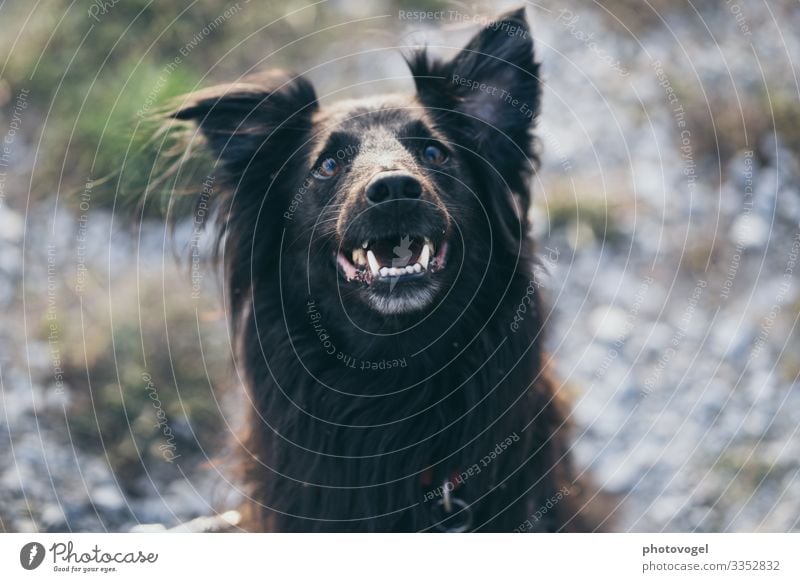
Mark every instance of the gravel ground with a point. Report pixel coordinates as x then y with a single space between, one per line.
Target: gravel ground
671 268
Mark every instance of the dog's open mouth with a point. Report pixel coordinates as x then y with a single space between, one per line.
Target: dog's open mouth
392 259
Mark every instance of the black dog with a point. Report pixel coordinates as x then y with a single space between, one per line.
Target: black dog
376 260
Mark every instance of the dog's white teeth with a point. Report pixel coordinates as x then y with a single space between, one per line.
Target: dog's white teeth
425 255
374 266
359 257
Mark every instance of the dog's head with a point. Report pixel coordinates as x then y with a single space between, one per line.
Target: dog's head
394 199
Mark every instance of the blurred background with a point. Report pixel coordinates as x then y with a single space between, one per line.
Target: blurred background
667 212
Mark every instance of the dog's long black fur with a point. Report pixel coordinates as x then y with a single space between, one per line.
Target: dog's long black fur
369 393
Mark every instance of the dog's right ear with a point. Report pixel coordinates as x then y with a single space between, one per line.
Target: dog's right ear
255 124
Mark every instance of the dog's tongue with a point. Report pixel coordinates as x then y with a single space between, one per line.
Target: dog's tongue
397 252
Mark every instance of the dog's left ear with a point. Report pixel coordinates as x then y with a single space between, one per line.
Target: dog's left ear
490 91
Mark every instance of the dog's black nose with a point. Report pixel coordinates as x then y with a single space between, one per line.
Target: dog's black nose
393 185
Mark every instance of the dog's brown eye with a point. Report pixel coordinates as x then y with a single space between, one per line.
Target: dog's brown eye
327 169
434 155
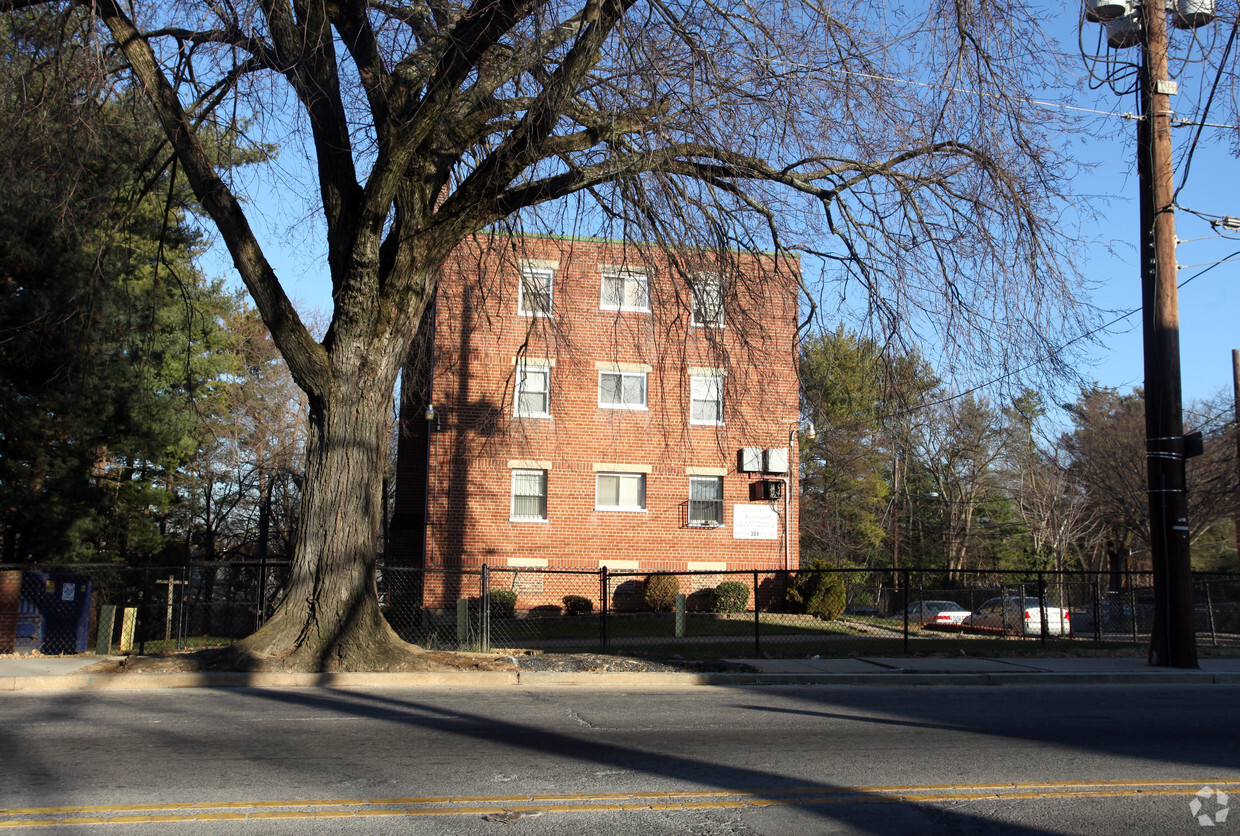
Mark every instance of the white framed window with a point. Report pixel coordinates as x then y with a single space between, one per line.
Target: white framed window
620 491
706 501
533 391
706 400
623 390
536 292
707 300
625 290
528 495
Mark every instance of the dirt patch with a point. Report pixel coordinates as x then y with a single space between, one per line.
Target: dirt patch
418 661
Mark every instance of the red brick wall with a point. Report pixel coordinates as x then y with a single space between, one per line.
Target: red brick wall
479 331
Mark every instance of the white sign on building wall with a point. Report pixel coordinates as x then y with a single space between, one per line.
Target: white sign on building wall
754 522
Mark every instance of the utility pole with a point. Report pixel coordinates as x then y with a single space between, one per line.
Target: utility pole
1172 641
1235 397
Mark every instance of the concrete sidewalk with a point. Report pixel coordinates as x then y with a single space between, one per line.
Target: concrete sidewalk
65 674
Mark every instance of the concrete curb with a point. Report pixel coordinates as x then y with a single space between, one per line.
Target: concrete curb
489 680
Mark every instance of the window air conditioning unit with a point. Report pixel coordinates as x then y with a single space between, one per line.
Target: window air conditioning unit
776 459
765 490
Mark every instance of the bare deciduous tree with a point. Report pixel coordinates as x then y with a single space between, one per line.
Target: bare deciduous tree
899 145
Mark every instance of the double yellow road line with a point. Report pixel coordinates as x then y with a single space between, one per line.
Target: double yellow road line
521 805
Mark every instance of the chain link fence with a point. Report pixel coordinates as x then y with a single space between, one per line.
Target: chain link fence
72 609
828 612
79 608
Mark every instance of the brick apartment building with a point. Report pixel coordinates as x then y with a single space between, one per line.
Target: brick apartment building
602 403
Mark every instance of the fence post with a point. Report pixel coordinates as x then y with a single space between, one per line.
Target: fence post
143 615
758 641
1042 607
1209 610
1098 607
485 619
904 578
603 609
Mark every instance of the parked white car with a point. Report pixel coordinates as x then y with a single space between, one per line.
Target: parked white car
1019 615
941 613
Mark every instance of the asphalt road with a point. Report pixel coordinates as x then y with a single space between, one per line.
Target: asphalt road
1042 759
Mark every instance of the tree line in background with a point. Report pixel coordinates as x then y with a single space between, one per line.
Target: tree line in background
144 412
903 470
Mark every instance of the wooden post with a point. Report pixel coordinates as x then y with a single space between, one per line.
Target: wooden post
171 582
107 622
128 624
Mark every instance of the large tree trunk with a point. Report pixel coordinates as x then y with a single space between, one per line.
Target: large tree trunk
330 617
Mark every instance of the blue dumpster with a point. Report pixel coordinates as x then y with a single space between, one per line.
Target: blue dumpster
53 613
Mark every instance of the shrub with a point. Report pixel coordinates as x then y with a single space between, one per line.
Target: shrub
578 605
661 592
817 593
504 603
730 597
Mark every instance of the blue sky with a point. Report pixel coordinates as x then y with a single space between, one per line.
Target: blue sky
1209 303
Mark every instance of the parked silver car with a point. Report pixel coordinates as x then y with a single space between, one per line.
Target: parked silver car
943 613
1019 615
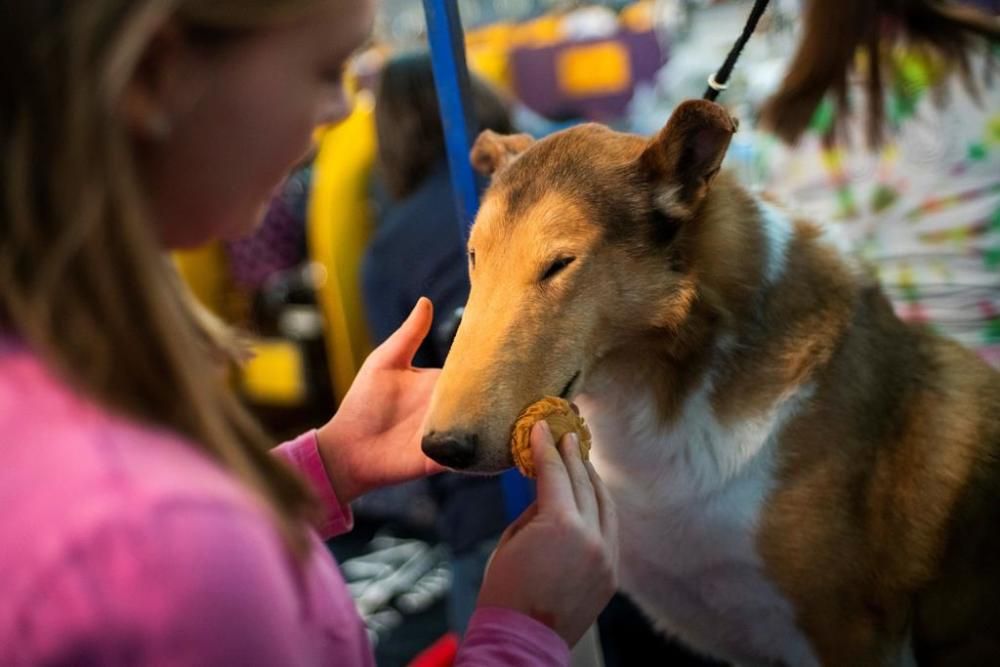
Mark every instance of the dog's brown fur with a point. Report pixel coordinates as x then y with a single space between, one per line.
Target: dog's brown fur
883 526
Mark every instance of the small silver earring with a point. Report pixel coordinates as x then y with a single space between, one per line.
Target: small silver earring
158 126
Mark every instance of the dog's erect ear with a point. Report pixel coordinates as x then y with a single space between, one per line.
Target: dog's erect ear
492 152
685 156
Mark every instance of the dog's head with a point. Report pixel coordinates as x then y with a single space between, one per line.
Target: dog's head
576 250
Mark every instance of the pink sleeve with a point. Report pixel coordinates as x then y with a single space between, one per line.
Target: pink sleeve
511 639
199 584
303 455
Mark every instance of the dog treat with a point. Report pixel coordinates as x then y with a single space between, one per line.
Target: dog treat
562 419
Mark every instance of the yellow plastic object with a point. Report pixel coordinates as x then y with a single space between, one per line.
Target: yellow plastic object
275 375
339 226
206 274
595 69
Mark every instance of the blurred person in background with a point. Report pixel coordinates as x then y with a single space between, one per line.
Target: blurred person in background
913 180
418 249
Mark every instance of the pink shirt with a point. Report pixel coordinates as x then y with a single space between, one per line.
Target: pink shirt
122 545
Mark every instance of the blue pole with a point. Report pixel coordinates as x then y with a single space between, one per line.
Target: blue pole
451 79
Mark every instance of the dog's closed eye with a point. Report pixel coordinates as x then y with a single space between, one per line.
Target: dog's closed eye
555 267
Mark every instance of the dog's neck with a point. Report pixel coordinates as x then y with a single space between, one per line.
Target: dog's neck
773 300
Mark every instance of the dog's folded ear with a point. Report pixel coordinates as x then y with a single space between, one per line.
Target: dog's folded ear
492 152
685 156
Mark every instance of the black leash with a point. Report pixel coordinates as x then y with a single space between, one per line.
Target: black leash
719 81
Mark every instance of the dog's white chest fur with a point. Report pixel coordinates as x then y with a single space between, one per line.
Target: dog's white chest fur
689 497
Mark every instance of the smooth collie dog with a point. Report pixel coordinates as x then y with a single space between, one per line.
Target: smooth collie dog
801 478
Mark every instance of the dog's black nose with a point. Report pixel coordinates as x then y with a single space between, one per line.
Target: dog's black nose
451 450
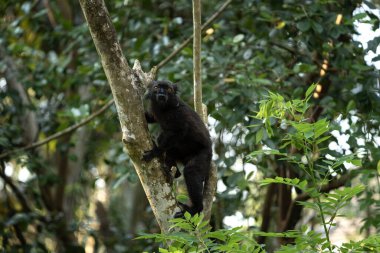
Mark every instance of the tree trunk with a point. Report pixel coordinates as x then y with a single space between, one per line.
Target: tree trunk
127 87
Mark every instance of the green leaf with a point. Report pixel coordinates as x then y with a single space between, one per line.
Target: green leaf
259 135
238 38
310 90
304 25
317 27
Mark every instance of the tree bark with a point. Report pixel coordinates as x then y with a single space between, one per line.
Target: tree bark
127 87
200 108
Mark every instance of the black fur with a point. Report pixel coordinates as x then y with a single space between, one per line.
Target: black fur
184 138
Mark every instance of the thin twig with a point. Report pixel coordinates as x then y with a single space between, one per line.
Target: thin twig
187 41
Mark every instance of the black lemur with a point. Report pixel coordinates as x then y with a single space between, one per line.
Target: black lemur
184 138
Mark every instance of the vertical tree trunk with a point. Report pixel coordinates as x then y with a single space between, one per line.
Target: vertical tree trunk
200 108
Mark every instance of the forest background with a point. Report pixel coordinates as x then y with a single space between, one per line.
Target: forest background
81 192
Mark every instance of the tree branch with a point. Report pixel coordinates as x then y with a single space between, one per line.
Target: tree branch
126 86
110 102
289 223
61 133
197 57
187 41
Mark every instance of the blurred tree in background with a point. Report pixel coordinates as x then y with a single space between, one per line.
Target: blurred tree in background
80 192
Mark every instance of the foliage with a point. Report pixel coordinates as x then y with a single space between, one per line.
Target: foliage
309 139
193 234
255 49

····················

--- SHORT PROBLEM ---
Repeat exactly the lines from the one containing "Mark every instance of the black lemur" through the last line of the records above, both included, and nothing else.

--- WRITTEN RESPONSE ---
Mark every instance of the black lemur with a point. Report pixel coordinates as x then y with a single space between, one per line.
Target: black lemur
184 138
Mark every instance of the vertical tree trunk with a point. Report pixel coordinates as x then y with a single space between, one per line.
Target: vertical tree trunk
200 108
Mark every instance of the forest background with a point. Report pixel coordinates as x then y with a single space between, one per line.
Target: forest background
81 192
Mark every instance of the tree branch with a point. Report pixel coordinates as x then y with a single space between, one per line.
Target: tree branch
126 86
110 102
289 223
61 133
197 57
187 41
Mark every instance of the blurred tree in background with a point. Report pixel coordinates as x then y with a single space between, one per line.
Target: blurred tree in background
80 192
Mark every instance of the foliage with a point. Report pixel coordinates as x then y with a single space between, one per line.
Target: foliage
309 139
193 234
255 49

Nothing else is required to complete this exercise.